- GIVEN EXERCISE: Repeat the lines of the listing starting with the line containing "Segment every instance of the reflection" and going on through the end of the listing, replacing "straight edges" with "straight sides" and leaving everything else unchanged.

- DATA LINES:
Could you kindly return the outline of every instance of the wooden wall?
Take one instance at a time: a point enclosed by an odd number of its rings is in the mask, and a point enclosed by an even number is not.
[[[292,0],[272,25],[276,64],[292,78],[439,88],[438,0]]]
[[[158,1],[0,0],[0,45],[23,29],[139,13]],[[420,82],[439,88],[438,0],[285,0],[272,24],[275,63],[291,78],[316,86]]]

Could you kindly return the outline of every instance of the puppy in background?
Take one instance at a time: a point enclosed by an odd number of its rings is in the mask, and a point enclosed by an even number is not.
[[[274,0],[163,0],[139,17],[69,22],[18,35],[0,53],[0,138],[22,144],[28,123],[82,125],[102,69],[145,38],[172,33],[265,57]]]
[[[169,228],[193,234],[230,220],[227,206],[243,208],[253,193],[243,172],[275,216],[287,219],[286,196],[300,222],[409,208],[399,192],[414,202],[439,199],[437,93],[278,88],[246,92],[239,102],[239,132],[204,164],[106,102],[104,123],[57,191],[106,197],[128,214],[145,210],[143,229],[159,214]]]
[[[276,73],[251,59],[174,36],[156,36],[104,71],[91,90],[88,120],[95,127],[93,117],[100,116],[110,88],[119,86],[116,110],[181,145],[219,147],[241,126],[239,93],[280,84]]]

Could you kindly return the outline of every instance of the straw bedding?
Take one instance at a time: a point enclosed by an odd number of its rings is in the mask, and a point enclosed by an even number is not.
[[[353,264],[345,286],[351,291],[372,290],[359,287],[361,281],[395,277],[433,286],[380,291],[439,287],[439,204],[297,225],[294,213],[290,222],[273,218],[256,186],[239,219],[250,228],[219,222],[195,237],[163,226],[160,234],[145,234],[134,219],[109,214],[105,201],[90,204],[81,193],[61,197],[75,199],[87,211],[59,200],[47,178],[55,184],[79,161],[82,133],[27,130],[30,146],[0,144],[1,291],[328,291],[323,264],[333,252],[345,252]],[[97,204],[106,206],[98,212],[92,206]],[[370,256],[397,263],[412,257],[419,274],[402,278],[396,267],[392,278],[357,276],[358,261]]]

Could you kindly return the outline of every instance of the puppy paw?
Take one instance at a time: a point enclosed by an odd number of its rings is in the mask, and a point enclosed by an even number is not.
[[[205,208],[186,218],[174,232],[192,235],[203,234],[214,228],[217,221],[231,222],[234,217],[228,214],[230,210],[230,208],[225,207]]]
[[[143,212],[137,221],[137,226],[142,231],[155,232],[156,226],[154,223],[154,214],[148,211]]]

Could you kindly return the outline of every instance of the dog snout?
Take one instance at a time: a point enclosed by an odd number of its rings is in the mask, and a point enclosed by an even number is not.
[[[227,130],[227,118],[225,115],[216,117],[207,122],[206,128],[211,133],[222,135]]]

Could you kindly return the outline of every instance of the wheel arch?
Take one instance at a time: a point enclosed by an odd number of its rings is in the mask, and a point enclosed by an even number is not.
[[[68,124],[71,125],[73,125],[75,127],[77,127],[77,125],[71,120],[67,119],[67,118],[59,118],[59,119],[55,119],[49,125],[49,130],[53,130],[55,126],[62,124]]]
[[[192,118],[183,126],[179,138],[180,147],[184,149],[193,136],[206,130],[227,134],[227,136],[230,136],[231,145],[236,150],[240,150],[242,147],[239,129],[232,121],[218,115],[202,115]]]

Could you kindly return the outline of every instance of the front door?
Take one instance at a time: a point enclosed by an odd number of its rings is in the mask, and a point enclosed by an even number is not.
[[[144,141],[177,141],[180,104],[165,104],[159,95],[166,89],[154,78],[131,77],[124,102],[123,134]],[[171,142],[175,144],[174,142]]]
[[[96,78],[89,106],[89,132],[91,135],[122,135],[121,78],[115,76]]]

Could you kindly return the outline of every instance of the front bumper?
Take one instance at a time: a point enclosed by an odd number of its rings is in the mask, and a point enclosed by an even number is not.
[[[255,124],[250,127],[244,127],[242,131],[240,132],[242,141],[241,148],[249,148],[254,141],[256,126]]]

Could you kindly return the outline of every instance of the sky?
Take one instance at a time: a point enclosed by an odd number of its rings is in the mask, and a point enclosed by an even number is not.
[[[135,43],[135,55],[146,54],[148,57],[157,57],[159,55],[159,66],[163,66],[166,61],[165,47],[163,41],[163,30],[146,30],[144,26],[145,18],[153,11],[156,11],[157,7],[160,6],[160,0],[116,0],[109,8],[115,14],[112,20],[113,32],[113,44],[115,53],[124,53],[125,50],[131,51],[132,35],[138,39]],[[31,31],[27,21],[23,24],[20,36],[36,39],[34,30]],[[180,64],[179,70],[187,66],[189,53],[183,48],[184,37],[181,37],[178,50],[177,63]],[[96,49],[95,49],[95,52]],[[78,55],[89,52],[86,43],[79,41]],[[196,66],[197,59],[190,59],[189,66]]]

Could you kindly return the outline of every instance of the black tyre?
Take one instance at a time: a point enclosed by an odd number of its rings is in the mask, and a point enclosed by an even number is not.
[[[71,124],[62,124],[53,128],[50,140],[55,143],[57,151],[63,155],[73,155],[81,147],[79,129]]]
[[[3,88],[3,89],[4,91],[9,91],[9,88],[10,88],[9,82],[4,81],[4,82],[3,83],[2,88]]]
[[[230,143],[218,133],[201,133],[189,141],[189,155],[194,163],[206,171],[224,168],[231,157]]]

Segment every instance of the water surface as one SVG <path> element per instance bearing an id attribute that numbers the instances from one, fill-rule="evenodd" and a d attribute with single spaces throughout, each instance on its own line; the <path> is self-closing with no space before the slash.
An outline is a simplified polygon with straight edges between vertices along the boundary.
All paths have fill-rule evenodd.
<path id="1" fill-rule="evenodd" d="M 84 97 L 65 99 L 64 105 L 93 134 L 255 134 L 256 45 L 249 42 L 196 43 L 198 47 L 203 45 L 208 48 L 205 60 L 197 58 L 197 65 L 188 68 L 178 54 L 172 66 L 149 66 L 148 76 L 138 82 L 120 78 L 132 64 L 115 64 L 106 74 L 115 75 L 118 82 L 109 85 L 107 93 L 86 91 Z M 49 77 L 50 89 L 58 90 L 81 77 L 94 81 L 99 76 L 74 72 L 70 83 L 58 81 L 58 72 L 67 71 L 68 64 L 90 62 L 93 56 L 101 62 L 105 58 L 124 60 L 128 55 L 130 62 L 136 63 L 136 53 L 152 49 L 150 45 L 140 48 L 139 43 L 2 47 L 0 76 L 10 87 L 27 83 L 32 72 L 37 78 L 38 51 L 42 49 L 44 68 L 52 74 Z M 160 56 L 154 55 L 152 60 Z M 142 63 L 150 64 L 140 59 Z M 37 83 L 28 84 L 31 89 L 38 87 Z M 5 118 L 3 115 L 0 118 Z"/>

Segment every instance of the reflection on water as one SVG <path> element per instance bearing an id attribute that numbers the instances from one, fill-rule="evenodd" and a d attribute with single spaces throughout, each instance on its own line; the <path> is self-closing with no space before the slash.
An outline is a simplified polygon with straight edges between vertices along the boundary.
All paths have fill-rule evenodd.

- SOLUTION FOR THIS EXERCISE:
Segment every instance of the reflection on water as one SVG <path> element per instance bearing an id attribute that numbers the instances from one, fill-rule="evenodd" and a d attribute with single spaces throughout, each instance on its own line; the <path> is self-closing with no space before the slash.
An outline is a simplified polygon with straight sides between vertices along the boundary.
All paths have fill-rule evenodd.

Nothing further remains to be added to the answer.